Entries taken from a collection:
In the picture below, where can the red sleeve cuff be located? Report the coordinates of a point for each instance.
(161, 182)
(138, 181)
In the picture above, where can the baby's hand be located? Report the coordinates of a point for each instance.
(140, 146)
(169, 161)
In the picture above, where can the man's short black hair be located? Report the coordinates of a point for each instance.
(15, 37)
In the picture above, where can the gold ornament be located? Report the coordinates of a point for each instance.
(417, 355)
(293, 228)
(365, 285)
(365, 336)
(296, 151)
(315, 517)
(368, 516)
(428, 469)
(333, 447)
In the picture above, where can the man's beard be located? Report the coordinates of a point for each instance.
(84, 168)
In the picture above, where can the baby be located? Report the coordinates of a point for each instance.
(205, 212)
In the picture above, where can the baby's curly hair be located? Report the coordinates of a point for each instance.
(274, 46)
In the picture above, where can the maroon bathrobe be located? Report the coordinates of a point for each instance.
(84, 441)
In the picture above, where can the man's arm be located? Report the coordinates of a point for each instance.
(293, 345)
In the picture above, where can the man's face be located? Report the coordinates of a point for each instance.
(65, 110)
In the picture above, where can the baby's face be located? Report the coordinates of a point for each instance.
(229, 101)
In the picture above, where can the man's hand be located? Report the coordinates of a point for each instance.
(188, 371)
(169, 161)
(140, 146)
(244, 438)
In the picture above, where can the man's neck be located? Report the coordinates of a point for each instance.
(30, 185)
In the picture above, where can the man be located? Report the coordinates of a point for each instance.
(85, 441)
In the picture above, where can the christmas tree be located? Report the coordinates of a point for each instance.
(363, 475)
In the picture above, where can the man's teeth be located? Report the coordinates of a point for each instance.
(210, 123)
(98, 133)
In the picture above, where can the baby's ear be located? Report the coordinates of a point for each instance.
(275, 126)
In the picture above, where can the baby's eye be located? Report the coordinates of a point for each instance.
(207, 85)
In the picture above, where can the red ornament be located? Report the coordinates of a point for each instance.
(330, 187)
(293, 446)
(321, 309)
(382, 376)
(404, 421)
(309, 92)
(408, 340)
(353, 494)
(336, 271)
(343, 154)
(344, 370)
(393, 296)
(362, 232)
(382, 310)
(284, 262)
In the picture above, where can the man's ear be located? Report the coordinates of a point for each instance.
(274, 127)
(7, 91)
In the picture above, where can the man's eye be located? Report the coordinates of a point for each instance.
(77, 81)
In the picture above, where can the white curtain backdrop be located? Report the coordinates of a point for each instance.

▶ [What to produce]: The whole set of records needs to be written out exactly.

▶ [Task solution]:
In the picture below, where can the red sleeve cuff be located? Report the coordinates of a point for each instance.
(161, 182)
(138, 181)
In the picture above, where can the baby's hand be located? Report the coordinates of a point for each instance.
(140, 146)
(169, 161)
In the picture above, where can the man's short black hair be located? Report the coordinates of a point for each instance.
(15, 37)
In the picture above, where can the gold ornament be located? Report the coordinates of a point for each instance.
(417, 355)
(293, 228)
(365, 285)
(365, 336)
(296, 151)
(315, 517)
(368, 516)
(428, 469)
(333, 447)
In the picture above, where can the man's beard be located? Report the coordinates of a point for each instance.
(84, 168)
In the picture above, where can the baby be located? Report the coordinates of a point for each instance.
(205, 212)
In the picture above, where can the baby's curly hair be located? Report the coordinates of a point for each instance.
(274, 46)
In the picture above, where can the maroon bathrobe be located? Report the coordinates of a point for each instance.
(84, 441)
In the picture above, where can the man's arm be located? Report the coordinates of a point for each instance.
(293, 345)
In the picture above, where can the man's face be located? Report the coordinates of a point for each instance.
(65, 110)
In the picture above, where can the baby's face be located? Report the coordinates of a point for each instance.
(229, 101)
In the picture above, where can the man's hand be located? Report the coordinates of a point for each instance.
(188, 371)
(169, 161)
(140, 146)
(244, 438)
In the picture above, where can the man's neck be located? Report the coordinates of a point for each instance.
(30, 185)
In the picture above, where can the man be located? Report the coordinates of a point for each instance.
(85, 441)
In the picture above, where can the christmas tree be located? Report the coordinates of a point for each instance.
(363, 475)
In the picture above, where can the man's teeth be located? Report the coordinates of a point for each instance.
(210, 123)
(98, 133)
In the picture above, where can the baby's ear be located? Report the coordinates of a point for each instance.
(275, 126)
In the picture above, where can the baby's eye be located? Report the coordinates of a point for each instance.
(207, 85)
In the picture above, where can the red ornament be located? Report the coordinates of a point for each instance.
(330, 187)
(293, 446)
(321, 309)
(382, 376)
(404, 421)
(309, 92)
(408, 340)
(353, 494)
(336, 271)
(343, 154)
(344, 370)
(393, 296)
(362, 232)
(382, 310)
(284, 262)
In the picture above, where can the man's ear be located? Report the coordinates of a point for each instance.
(274, 127)
(7, 91)
In the picture above, where can the man's eye be located? Report the coordinates of a point for each instance.
(77, 81)
In the picture above, where can the white curtain backdrop be located? Report the coordinates of a point for each instance.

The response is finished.